## Görev A
Yandex hakkındaki metne göre Yandex Metrica hangi sistem gibi çalışıyor?
## Görev B
Yandex hakkındaki metinde "Hatta 2017 yılında" ifadesinden başlayıp "(marufcetin.com)" ifadesine kadar, bu ifade de dahil, bölümü aynen kopyalayın.

## Verilen metin

Yandex’i salt bir arama motoru gibi düşünmeyin. Çünkü, navigasyon başta olmak üzere daha bir çok özelliği sayesinde siber İstihbarat başlığında özgün bir dev olduğunu defalarca ispatladı.

Hatta 2017 yılında ülkemizde vatandaşların sıklıkla kullandığı e-devlet  sistemimizde kullanılan Yandex ait kod parçacığını keşfeden arkadaş sayesinde “e-devlet sisteminde Yandex skandalı” olarak manşetler atılmıştı. Ve haber şöyleydi;

(marufcetin.com)

-Çocuğun üniversite kaydı için www.turkiye.gov.tr adresine girdiğimde kaynak kodunda yandex.rusitesinden çalıştırılan bir javascript kodu olduğunu gördüm.

Yandex Metrica, tıpkı Google Analytics gibi çalışan bir sistem. Siteye gelen ziyaretçilerin bilgilerini toplayıp, topladığı bilgilerin çok önemsiz bir kısmını ülke/bölge lokasyonu, ip, tarayıcı bilgisi vs. gün, ay, yıl olarak alıyor ve raporluyor. Ancak bu sistemlerin topladığı bilgi bundan çok daha fazladır. Bir sitenin kaynak koduna böyle bir kod konulduğunda siteye gelen ziyaretçinin doldurduğu bütün form bilgileri, ve bütün çerezleri okuyabilir. Böylece sisteme giriş için kullanılan kullanıcı adı ve şifre de dahil pek çok bilgiyi ele geçirebilir.

(Kaynak veriler)
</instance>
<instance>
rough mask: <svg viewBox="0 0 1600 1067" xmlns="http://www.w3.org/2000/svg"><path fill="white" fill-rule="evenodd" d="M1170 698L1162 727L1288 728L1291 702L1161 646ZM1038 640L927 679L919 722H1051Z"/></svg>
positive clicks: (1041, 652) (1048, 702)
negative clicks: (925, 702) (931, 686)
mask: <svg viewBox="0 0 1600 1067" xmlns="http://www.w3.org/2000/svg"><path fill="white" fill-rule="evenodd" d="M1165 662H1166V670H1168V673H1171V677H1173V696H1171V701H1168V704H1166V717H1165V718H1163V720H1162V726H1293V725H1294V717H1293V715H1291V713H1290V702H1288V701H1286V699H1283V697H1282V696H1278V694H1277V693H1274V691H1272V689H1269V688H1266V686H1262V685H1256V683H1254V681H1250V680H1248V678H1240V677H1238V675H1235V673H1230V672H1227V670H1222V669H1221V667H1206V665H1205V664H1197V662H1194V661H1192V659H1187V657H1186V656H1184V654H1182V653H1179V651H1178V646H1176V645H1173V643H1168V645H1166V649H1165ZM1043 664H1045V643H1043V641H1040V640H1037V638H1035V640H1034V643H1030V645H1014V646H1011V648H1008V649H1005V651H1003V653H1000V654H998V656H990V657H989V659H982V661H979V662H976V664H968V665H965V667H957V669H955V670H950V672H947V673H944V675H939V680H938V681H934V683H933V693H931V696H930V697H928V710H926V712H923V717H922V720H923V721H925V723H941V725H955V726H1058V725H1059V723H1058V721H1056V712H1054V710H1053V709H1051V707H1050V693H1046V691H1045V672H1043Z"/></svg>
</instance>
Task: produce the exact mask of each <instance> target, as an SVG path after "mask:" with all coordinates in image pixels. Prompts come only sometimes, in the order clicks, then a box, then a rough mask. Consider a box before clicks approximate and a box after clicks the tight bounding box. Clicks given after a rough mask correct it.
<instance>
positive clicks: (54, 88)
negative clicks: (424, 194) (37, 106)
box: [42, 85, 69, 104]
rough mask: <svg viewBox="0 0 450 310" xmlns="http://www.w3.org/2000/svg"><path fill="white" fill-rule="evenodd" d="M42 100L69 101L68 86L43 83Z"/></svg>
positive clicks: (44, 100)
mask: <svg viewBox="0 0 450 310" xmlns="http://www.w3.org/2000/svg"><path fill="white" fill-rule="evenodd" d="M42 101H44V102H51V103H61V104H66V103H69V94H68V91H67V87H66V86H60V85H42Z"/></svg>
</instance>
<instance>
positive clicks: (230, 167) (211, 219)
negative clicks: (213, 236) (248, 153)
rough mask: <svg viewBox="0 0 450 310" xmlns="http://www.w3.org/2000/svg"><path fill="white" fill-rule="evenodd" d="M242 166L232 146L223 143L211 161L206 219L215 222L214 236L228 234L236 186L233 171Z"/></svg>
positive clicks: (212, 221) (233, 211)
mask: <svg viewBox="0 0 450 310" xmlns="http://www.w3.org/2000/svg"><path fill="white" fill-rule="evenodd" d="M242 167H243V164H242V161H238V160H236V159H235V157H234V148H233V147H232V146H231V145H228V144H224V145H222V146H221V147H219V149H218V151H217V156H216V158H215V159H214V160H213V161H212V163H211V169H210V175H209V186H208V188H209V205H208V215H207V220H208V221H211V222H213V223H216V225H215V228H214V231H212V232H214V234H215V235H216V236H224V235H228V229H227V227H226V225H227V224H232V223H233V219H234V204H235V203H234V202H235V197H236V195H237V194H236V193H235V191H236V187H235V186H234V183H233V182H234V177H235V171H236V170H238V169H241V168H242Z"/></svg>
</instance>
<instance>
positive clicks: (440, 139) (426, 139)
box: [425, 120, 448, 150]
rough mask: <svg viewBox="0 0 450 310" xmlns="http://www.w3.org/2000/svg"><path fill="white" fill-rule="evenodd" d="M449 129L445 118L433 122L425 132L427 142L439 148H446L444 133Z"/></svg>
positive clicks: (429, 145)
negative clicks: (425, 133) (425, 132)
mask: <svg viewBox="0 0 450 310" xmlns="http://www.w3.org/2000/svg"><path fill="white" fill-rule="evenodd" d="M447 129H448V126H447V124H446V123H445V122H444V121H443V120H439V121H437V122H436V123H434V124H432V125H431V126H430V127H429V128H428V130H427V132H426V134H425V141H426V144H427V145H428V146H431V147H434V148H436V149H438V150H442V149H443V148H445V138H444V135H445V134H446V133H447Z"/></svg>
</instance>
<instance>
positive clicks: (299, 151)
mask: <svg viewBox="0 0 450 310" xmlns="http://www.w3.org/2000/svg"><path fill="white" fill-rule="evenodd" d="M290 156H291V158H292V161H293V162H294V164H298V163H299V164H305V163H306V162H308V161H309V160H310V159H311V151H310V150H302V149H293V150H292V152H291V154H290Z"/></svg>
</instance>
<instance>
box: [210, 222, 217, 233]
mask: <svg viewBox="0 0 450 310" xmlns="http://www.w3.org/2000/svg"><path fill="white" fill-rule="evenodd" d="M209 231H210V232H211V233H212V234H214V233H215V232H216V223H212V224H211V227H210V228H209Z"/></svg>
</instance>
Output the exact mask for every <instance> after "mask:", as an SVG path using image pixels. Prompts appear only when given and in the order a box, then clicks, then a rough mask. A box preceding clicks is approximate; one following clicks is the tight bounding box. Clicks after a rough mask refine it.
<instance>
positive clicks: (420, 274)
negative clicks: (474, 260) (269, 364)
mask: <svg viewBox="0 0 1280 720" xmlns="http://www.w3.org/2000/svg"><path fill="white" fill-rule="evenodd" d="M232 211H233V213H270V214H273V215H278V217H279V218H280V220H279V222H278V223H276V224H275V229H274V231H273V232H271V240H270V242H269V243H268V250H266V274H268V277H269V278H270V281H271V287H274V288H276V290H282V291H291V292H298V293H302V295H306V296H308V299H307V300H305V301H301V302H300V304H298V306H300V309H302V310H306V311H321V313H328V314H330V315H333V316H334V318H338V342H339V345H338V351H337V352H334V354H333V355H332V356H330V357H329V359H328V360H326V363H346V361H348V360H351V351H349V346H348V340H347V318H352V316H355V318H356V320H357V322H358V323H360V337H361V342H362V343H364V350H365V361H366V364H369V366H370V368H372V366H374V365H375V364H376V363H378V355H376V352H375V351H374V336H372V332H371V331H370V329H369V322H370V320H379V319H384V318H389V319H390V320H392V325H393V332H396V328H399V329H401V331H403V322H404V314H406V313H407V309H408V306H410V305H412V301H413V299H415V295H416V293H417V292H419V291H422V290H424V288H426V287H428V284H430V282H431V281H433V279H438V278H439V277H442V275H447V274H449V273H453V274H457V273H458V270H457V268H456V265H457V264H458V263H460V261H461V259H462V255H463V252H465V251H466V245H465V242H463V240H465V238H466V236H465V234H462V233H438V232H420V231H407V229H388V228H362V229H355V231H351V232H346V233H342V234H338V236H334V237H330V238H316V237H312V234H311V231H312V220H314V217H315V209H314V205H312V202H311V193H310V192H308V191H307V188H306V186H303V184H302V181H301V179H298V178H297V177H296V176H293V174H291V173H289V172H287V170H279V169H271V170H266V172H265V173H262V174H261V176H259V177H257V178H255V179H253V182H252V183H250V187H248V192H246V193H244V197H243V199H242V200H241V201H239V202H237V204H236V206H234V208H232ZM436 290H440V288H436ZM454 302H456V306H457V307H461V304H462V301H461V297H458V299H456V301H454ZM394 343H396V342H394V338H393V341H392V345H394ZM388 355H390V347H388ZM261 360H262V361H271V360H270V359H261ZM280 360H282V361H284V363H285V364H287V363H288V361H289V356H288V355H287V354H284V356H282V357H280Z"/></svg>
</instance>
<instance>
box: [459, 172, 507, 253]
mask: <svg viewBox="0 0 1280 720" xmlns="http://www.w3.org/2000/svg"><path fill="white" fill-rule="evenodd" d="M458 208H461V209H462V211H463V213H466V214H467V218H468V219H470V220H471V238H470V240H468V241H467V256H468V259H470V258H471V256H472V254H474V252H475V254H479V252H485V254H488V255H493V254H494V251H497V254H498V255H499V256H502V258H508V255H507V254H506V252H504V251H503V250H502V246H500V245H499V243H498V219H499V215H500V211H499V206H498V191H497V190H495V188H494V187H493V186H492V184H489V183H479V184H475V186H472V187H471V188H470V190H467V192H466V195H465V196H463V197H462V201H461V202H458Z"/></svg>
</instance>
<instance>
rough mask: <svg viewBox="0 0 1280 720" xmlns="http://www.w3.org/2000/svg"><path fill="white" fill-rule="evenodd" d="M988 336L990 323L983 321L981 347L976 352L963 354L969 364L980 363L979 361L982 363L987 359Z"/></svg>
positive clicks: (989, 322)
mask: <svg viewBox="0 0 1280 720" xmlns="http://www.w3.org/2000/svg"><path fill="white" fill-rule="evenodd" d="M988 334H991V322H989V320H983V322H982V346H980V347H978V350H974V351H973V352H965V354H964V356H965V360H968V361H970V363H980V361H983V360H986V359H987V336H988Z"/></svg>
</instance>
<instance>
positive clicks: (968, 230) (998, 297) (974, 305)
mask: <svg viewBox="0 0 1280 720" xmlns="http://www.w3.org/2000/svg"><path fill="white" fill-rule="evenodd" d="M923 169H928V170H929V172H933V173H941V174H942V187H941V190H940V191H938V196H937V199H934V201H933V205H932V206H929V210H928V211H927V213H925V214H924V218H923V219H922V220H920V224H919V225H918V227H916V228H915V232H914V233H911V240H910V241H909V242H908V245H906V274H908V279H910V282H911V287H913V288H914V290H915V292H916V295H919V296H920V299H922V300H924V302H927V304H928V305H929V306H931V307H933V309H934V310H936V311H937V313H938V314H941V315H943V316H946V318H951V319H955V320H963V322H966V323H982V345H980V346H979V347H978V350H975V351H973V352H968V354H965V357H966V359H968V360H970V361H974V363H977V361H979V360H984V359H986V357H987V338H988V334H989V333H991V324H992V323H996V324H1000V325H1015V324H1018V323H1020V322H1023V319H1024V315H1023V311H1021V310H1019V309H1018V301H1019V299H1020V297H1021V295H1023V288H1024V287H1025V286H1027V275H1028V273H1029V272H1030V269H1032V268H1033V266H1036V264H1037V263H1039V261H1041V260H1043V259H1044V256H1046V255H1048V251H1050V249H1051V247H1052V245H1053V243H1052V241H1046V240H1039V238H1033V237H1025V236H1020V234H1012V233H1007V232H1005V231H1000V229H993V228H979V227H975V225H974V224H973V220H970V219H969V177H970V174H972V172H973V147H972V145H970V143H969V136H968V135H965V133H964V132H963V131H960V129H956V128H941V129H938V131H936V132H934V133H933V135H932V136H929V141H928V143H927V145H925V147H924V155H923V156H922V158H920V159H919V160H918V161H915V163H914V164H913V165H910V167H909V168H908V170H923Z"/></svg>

## Nihai yanıt A
Google Analytics gibi çalışıyor.

## Nihai yanıt B
Hatta 2017 yılında ülkemizde vatandaşların sıklıkla kullandığı e-devlet  sistemimizde kullanılan Yandex ait kod parçacığını keşfeden arkadaş sayesinde “e-devlet sisteminde Yandex skandalı” olarak manşetler atılmıştı. Ve haber şöyleydi;

(marufcetin.com)